# Spokane or Coeur d'Alene Area



## JustinRobinsREO (Jan 2, 2013)

Anyone from either of those two areas? If so, what could one expect for average snow fall during a normal winter and an above average winter. Trying to figure places to live.


----------



## Gray Wolf (Jan 25, 2013)

Betrer to ask which city does better at snow removal?


----------



## JustinRobinsREO (Jan 2, 2013)

Haha very true.


----------



## vintage farm (Apr 8, 2013)

I saw your message and never had time to respond.
You can find average temperatures and precipitation amounts on some of the weather websites. I used these and compared this area with my previous home to get an idea of the differences.
That said, there is a wide variation in snowfall in that area. For example, several years ago we had a very heavy snowfall during a 24-hour period (record breaking). Spokane had 19 inches of snow in 24 hours, Coeur d'Alene had 25 inches and Athol (north of Coeur d'Alene about 20 miles) had 34 inches. I lived in Athol at the time. By the next day, all the main roads were cleared. If you live in the city, snow removal is more of an issue because there is limited place to put the snow.

**Dataset records**

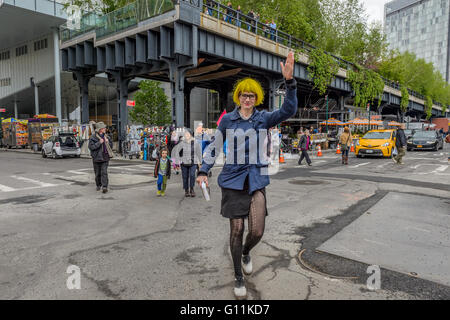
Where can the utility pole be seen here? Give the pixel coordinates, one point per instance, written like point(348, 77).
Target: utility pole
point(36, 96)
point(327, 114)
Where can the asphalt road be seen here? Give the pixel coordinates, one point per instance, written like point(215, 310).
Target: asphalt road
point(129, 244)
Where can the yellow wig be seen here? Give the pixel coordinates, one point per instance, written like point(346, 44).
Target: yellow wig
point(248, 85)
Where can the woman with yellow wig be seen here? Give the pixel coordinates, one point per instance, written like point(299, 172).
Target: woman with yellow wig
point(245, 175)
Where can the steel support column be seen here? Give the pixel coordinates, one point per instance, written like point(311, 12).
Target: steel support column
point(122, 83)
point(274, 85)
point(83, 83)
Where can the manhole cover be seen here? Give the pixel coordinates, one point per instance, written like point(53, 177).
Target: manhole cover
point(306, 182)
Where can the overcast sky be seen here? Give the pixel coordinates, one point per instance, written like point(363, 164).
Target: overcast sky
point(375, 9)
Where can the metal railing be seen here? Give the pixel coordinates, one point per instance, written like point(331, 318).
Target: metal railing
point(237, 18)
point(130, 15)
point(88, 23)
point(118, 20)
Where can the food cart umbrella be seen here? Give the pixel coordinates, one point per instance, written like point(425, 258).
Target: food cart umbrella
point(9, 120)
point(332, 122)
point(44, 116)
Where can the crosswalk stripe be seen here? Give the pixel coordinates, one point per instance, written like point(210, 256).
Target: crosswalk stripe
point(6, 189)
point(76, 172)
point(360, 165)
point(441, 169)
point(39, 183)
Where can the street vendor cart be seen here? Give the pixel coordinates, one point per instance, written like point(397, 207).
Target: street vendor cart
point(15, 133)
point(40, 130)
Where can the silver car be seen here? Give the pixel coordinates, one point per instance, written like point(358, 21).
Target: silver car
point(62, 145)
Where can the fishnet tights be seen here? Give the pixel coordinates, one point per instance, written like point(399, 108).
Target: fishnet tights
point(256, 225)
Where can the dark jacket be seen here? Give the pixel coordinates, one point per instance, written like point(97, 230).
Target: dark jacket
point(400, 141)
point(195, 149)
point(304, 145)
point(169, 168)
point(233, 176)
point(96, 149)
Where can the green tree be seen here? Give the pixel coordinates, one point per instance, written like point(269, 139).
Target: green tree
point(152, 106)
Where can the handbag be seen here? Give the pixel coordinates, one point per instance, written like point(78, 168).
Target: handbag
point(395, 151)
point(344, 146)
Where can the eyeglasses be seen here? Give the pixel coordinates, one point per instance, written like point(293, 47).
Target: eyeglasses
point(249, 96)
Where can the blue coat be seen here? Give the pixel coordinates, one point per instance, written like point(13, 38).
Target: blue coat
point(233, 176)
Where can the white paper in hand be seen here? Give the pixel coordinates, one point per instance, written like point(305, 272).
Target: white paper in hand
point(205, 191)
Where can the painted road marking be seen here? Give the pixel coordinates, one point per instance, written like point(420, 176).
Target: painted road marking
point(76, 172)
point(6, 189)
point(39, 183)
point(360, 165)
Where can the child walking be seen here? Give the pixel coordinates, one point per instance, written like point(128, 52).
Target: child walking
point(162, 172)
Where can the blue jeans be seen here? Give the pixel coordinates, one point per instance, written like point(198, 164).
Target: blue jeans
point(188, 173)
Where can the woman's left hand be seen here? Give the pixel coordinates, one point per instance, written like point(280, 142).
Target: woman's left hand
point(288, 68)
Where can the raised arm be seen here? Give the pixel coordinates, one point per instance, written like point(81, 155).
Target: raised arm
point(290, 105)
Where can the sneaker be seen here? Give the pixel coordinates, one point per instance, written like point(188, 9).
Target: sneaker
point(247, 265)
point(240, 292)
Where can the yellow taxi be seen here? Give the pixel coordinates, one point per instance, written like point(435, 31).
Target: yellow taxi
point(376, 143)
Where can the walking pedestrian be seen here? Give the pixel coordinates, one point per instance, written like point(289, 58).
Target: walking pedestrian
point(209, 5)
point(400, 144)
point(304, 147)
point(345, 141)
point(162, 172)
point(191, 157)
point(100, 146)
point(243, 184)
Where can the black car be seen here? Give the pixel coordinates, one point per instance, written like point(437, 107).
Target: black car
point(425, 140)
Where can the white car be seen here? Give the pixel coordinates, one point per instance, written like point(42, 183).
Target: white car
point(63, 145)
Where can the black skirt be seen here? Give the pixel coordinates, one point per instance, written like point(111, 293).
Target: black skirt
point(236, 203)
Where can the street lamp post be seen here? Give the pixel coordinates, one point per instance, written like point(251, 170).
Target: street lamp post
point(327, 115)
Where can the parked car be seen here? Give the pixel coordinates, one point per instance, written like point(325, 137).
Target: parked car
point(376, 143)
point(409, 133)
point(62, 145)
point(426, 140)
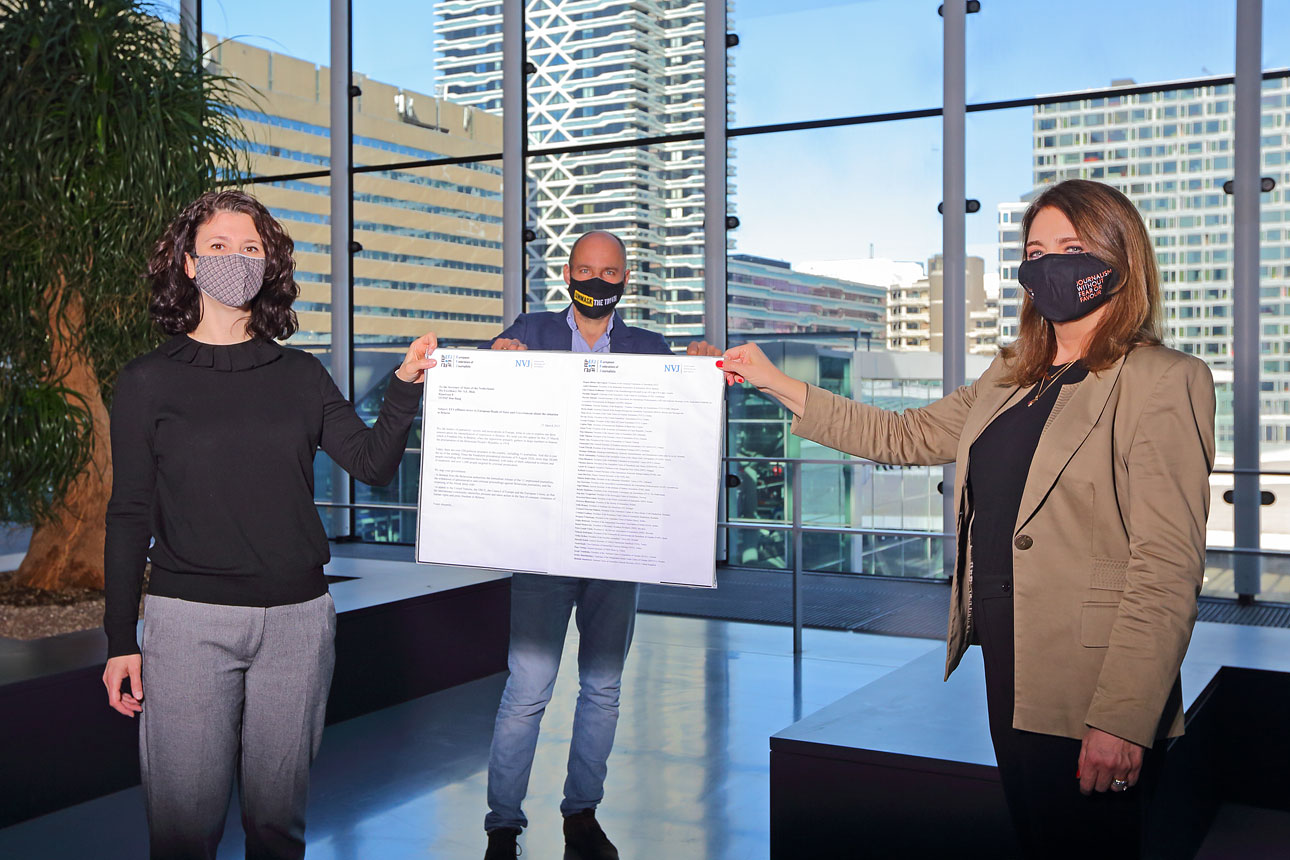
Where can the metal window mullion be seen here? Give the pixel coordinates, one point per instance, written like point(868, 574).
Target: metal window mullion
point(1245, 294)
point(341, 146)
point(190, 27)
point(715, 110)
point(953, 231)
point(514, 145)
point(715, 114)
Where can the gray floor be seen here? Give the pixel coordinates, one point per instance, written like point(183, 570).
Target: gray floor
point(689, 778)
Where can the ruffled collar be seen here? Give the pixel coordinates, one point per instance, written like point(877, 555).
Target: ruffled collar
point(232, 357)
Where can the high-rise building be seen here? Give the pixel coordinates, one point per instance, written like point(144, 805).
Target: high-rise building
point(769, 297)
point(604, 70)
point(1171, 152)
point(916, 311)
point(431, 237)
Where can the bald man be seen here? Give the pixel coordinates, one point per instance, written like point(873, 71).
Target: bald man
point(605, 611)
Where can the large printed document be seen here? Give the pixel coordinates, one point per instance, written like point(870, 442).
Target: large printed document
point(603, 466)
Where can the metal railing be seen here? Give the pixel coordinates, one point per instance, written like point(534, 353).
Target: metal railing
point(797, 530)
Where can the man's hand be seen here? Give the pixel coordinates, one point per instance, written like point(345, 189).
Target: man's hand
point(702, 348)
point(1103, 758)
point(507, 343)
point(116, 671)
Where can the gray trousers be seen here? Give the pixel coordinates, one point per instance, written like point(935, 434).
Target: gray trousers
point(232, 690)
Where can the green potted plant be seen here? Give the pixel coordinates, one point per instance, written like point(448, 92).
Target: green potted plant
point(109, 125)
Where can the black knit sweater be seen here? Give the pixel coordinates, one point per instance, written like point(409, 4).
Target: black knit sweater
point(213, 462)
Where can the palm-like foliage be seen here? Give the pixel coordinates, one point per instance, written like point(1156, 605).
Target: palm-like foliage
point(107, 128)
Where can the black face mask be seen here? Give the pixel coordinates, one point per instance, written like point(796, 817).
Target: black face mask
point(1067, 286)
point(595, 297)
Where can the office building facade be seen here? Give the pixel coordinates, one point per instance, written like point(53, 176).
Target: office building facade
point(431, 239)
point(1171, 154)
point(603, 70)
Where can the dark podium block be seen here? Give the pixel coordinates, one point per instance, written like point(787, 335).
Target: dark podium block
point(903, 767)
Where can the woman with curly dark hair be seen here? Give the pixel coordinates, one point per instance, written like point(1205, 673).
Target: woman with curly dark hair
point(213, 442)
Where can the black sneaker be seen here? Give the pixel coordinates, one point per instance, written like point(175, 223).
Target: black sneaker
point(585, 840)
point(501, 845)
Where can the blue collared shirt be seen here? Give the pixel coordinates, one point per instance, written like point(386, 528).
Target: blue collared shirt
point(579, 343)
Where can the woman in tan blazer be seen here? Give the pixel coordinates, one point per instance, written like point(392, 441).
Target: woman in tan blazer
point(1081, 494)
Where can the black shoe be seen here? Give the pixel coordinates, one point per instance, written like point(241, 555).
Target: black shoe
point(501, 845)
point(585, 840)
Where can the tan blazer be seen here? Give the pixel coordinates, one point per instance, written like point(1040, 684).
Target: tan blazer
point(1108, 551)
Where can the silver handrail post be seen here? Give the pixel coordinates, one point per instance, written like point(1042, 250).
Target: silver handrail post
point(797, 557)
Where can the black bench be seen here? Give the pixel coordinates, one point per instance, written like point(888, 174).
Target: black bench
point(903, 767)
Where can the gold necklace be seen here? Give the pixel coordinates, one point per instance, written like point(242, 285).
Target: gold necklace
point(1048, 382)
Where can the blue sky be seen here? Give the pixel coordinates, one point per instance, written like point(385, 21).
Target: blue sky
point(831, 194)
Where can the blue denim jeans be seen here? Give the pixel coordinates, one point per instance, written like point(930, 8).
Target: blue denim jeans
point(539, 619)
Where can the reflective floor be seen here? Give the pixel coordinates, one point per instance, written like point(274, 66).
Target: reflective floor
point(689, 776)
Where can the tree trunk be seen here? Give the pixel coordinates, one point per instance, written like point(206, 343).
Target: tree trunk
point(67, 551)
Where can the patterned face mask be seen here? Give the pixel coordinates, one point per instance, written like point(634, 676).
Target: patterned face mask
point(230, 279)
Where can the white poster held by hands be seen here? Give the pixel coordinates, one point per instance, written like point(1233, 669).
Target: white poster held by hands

**Tasks to carry out**
- a) According to the forum thread, why is snow removal more of an issue for people who live in the city? Answer in one to three sentences.
- b) Rewrite the forum thread from "Anyone from either" up to and including "places to live.", putting "season" in place of "winter".

**Task-by-task solutions**
- a) Snow removal is more of an issue in the city because there is only limited space to put the snow.

- b)
Anyone from either of those two areas? If so, what could one expect for average snow fall during a normal season and an above average season. Trying to figure places to live.